* START RECORDS PROVIDED *
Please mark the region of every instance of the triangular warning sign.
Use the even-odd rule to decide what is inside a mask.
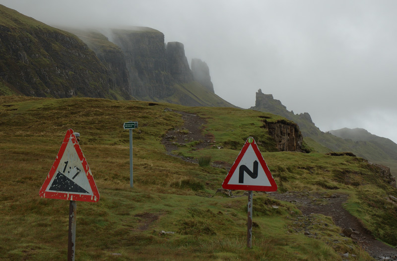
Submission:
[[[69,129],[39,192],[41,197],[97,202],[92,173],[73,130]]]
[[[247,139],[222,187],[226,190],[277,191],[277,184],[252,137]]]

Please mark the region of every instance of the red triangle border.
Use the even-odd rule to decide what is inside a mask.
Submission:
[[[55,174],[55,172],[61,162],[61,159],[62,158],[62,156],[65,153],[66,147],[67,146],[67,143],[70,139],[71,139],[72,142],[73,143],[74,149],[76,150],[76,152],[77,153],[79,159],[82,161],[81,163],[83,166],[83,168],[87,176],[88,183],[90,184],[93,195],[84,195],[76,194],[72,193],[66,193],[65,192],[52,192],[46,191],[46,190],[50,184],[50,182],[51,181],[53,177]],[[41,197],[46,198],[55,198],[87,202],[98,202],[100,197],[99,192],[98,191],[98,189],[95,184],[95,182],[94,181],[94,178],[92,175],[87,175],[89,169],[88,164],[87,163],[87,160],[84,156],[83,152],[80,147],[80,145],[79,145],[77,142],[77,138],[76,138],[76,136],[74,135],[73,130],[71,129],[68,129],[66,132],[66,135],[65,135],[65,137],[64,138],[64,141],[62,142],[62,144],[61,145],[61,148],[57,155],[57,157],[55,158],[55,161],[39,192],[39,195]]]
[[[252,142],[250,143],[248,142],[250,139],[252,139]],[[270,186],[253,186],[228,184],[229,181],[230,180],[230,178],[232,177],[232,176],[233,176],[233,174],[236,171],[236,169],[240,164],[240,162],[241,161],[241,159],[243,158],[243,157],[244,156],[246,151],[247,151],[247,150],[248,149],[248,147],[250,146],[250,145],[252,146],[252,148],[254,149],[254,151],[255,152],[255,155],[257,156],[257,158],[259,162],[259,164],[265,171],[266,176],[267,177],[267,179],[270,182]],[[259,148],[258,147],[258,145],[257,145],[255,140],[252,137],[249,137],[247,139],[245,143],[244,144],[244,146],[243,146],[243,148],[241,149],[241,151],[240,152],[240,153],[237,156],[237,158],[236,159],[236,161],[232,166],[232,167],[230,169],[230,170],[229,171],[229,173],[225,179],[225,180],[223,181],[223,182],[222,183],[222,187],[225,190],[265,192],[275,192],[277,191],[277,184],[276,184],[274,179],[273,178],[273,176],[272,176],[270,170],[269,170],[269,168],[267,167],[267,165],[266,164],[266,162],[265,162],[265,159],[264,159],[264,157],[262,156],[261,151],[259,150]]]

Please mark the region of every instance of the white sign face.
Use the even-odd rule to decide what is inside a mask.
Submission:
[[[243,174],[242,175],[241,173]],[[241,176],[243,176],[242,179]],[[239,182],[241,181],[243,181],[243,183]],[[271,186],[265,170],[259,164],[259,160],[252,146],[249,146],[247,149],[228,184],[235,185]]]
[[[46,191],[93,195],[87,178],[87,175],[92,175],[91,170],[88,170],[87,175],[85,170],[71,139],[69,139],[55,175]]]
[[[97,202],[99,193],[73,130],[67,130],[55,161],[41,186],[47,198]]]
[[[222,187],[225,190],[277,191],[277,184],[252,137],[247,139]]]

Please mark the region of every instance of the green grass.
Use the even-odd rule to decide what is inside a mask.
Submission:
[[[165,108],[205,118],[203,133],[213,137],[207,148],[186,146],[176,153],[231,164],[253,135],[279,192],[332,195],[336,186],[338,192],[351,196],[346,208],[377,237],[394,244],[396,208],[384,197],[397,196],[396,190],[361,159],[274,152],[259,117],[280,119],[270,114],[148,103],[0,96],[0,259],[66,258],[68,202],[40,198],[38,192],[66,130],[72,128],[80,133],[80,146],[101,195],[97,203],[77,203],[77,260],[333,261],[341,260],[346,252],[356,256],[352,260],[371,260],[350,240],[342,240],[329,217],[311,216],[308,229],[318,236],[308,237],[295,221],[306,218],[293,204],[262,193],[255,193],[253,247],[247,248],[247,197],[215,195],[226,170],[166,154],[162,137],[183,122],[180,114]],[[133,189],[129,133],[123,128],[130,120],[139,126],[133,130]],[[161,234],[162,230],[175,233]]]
* END RECORDS PROVIDED *
WHAT TO WORK ON:
Swap "even-odd rule" for "nonzero winding rule" everywhere in the material above, and reproduce all of it otherwise unchanged. Omit the pictures.

THE COMPLETED TASK:
Please mark the region of every instance of the triangular warning sign.
Use the nonzero winding rule to decide what is inside a mask.
Submission:
[[[69,129],[39,192],[41,197],[97,202],[92,173],[73,130]]]
[[[247,139],[222,187],[226,190],[277,191],[277,184],[252,137]]]

Please mark the region of every instance of the red triangle border.
Use the nonzero winding rule to decide what is inside a mask.
Submission:
[[[55,174],[55,172],[61,162],[61,159],[62,158],[62,156],[65,153],[66,147],[67,146],[67,143],[70,139],[71,139],[72,142],[73,143],[74,149],[76,150],[76,152],[77,153],[79,159],[82,161],[81,163],[83,166],[83,168],[87,176],[88,183],[90,184],[93,195],[84,195],[76,194],[72,193],[66,193],[65,192],[52,192],[46,191],[46,190],[50,184],[50,182],[51,181],[53,177]],[[41,197],[46,198],[55,198],[87,202],[98,202],[100,197],[99,192],[98,191],[98,189],[95,184],[95,182],[94,181],[94,178],[92,175],[87,175],[89,169],[88,164],[87,163],[87,160],[84,156],[83,152],[80,147],[80,145],[79,145],[77,142],[77,138],[76,138],[76,136],[74,135],[73,130],[71,129],[68,129],[66,132],[66,135],[65,135],[65,137],[64,138],[64,141],[62,142],[62,144],[61,145],[61,148],[57,155],[57,157],[55,158],[55,161],[39,192],[39,195]]]
[[[252,142],[250,143],[248,142],[250,139],[252,139]],[[270,186],[253,186],[228,184],[229,181],[230,180],[230,178],[232,177],[232,176],[233,176],[233,174],[236,171],[236,169],[240,164],[240,162],[241,161],[241,159],[243,158],[243,157],[244,156],[246,151],[247,151],[247,150],[248,149],[248,147],[250,146],[250,145],[252,146],[252,148],[254,149],[254,151],[255,152],[255,155],[257,156],[257,158],[259,162],[259,164],[265,171],[266,176],[267,177],[267,179],[270,182]],[[259,148],[258,147],[258,145],[257,145],[255,140],[252,137],[249,137],[247,139],[245,143],[244,144],[244,146],[243,146],[243,148],[241,149],[241,151],[240,152],[240,153],[237,156],[237,158],[236,159],[236,161],[232,166],[232,167],[230,169],[230,170],[229,171],[229,173],[225,179],[225,180],[223,181],[223,182],[222,183],[222,187],[225,190],[265,192],[275,192],[277,191],[277,184],[276,184],[274,179],[273,178],[273,176],[272,176],[270,170],[269,170],[269,168],[267,167],[267,165],[266,164],[266,162],[265,162],[265,159],[264,159],[264,157],[262,156],[261,151],[259,150]]]

Please mark the region of every instance of the white sign face.
Use the nonzero winding rule to decide what is inside a mask.
Submission:
[[[243,174],[242,175],[241,173]],[[241,176],[243,176],[242,179]],[[239,182],[241,181],[243,181],[243,183]],[[271,186],[265,170],[259,164],[259,160],[252,146],[249,146],[247,149],[228,184],[235,185]]]
[[[46,191],[93,195],[87,178],[87,175],[92,175],[91,170],[88,170],[87,175],[85,170],[71,139],[69,139],[55,175]]]
[[[97,202],[99,193],[73,130],[67,130],[55,161],[41,186],[47,198]]]
[[[222,187],[225,190],[277,191],[277,184],[252,137],[247,139]]]

Please mark the region of every instance of the green grass.
Use the nonzero winding rule to decide what is inside a mask.
Submission:
[[[165,108],[205,118],[203,133],[213,137],[207,148],[186,146],[176,153],[231,164],[253,135],[279,192],[332,195],[336,186],[338,192],[351,196],[346,208],[377,237],[394,244],[396,208],[384,197],[397,196],[396,190],[361,159],[274,152],[259,117],[280,119],[270,114],[148,103],[0,96],[0,259],[66,258],[68,202],[40,198],[38,192],[66,130],[72,128],[80,133],[80,146],[101,195],[97,203],[77,203],[77,260],[333,261],[341,260],[346,252],[356,256],[352,260],[371,260],[350,240],[342,240],[329,217],[311,216],[308,229],[318,236],[308,237],[295,221],[306,218],[293,204],[262,193],[255,193],[253,247],[247,248],[247,197],[215,195],[226,170],[166,154],[162,137],[183,122],[180,114]],[[133,189],[129,133],[123,128],[130,120],[139,126],[133,130]],[[161,234],[162,230],[175,233]]]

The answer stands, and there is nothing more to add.